Segment Start: RECORDS FOR THIS TASK

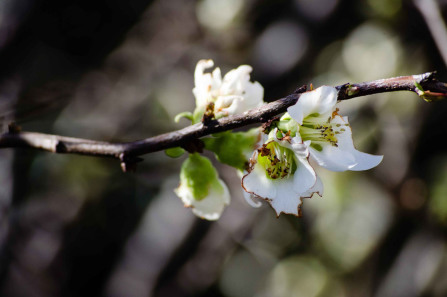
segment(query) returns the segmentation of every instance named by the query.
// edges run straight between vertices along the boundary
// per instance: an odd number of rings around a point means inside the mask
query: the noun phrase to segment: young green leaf
[[[185,150],[181,147],[172,147],[165,150],[165,154],[171,158],[178,158],[185,153]]]
[[[202,140],[205,148],[214,152],[217,160],[245,170],[248,159],[259,141],[259,129],[255,128],[247,132],[223,132]]]

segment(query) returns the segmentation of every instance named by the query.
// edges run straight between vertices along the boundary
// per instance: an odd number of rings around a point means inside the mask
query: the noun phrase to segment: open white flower
[[[287,112],[298,123],[298,133],[309,141],[310,156],[318,165],[332,170],[367,170],[383,156],[362,153],[354,148],[347,117],[338,114],[337,89],[322,86],[303,93]]]
[[[315,192],[321,195],[322,183],[308,162],[308,144],[299,136],[278,138],[279,133],[278,129],[272,130],[269,139],[253,153],[242,187],[268,201],[278,216],[299,216],[301,199]]]
[[[211,162],[197,153],[190,154],[183,163],[180,185],[174,192],[196,216],[210,221],[219,219],[230,204],[227,186]]]
[[[214,115],[219,118],[243,113],[263,104],[264,88],[260,83],[250,81],[250,66],[241,65],[222,79],[219,68],[205,73],[213,65],[212,60],[197,63],[192,90],[196,97],[196,111],[204,111],[209,103],[214,103]]]

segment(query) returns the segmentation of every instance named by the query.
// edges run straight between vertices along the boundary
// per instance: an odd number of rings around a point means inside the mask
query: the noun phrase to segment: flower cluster
[[[200,60],[197,63],[195,87],[192,90],[196,98],[196,109],[193,114],[182,113],[179,116],[197,123],[210,108],[215,118],[221,118],[264,104],[264,88],[260,83],[250,81],[250,66],[239,66],[222,78],[219,68],[215,68],[212,73],[205,73],[213,65],[212,60]],[[258,142],[258,136],[257,129],[237,133],[223,132],[205,138],[203,142],[205,148],[214,152],[220,162],[243,170]],[[183,163],[180,185],[175,193],[186,207],[192,208],[195,215],[207,220],[217,220],[224,206],[230,202],[228,188],[218,177],[211,162],[197,153],[190,154]]]
[[[250,81],[250,66],[239,66],[222,79],[219,68],[205,73],[213,65],[212,60],[198,62],[193,89],[196,109],[194,114],[181,116],[196,123],[209,110],[220,118],[264,103],[262,86]],[[323,195],[315,164],[331,171],[358,171],[382,161],[382,156],[355,149],[348,118],[338,113],[337,95],[337,89],[329,86],[305,92],[262,131],[219,133],[203,139],[205,149],[214,152],[218,161],[243,172],[242,188],[250,205],[260,206],[258,199],[263,199],[278,216],[299,216],[303,198]],[[183,163],[175,192],[194,214],[208,220],[218,219],[230,202],[228,188],[211,162],[197,153]]]
[[[299,215],[302,198],[323,194],[309,160],[331,171],[367,170],[382,161],[354,148],[348,118],[335,107],[337,94],[328,86],[302,94],[250,159],[242,186],[277,215]]]

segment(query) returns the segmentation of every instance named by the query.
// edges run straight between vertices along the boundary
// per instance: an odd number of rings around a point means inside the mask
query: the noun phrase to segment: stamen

Segment End: RECORDS FOR THIS TASK

**WORK TO BE COMPLETED**
Output the data above in full and exactly, with every image left out.

**TASK RESPONSE**
segment(query) returns the segmentation of every instance named by the query.
// edges run straight between vertices along the boundary
// per instance: an odd number of rings around a point means inside the mask
query: the noun phrase to segment: young green leaf
[[[185,150],[181,147],[172,147],[165,150],[165,154],[171,158],[178,158],[185,153]]]
[[[202,140],[205,148],[214,152],[217,160],[245,170],[248,159],[259,141],[259,129],[255,128],[247,132],[223,132]]]

segment(query) returns the segmentation of every instance named by the query.
// edges run straight between vertices along the boundary
// per instance: an odd number of rings around a point means inside the mask
query: the noun phrase to segment: open white flower
[[[287,112],[298,123],[298,133],[309,141],[310,156],[318,165],[332,170],[367,170],[383,156],[362,153],[354,148],[347,117],[338,114],[337,89],[322,86],[303,93]]]
[[[315,192],[321,195],[322,183],[308,162],[308,144],[299,136],[278,138],[279,133],[278,129],[272,130],[269,139],[253,153],[242,187],[268,201],[278,216],[299,216],[301,199]]]
[[[211,162],[197,153],[190,154],[183,163],[180,185],[174,192],[196,216],[210,221],[219,219],[230,204],[227,186]]]
[[[214,115],[219,118],[243,113],[263,104],[264,88],[260,83],[250,81],[250,66],[241,65],[222,79],[219,68],[205,73],[213,65],[212,60],[197,63],[192,90],[196,97],[196,111],[204,111],[209,103],[214,103]]]

segment(query) returns the segmentation of every instance named by the query.
// edges run straight between vertices along the boundary
// per instance: an odd number of rings around a point means inside the mask
query: the noun phrase to segment: flower cluster
[[[200,60],[197,63],[195,87],[192,90],[196,98],[196,109],[193,114],[182,113],[179,116],[197,123],[210,108],[215,118],[221,118],[264,104],[264,88],[260,83],[250,81],[250,66],[239,66],[222,78],[219,68],[215,68],[212,73],[205,73],[213,65],[212,60]],[[258,142],[258,136],[257,129],[237,133],[223,132],[205,138],[203,142],[205,148],[214,152],[220,162],[243,170]],[[183,163],[180,185],[175,193],[186,207],[192,208],[195,215],[207,220],[217,220],[224,206],[230,202],[228,188],[218,177],[211,162],[197,153],[190,154]]]
[[[250,81],[250,66],[239,66],[222,79],[219,68],[205,73],[213,65],[212,60],[198,62],[193,89],[196,109],[194,114],[181,116],[196,123],[209,110],[220,118],[264,103],[262,86]],[[323,195],[315,164],[331,171],[358,171],[382,161],[382,156],[355,149],[348,118],[338,113],[337,95],[337,89],[329,86],[305,92],[262,131],[219,133],[203,139],[205,149],[214,152],[218,161],[243,172],[242,188],[250,205],[260,206],[258,199],[263,199],[278,216],[299,216],[303,198]],[[183,163],[175,192],[194,214],[208,220],[218,219],[230,202],[228,188],[211,162],[197,153]]]
[[[299,215],[302,198],[323,194],[309,160],[331,171],[367,170],[382,161],[354,148],[348,118],[335,107],[337,94],[328,86],[302,94],[250,159],[242,186],[277,215]]]

segment(query) returns the segmentation of every instance named by the query.
// edges run straight between vertices along the boundary
// per instance: an odd number of rings around a point means inside the mask
query: the noun phrase to segment: stamen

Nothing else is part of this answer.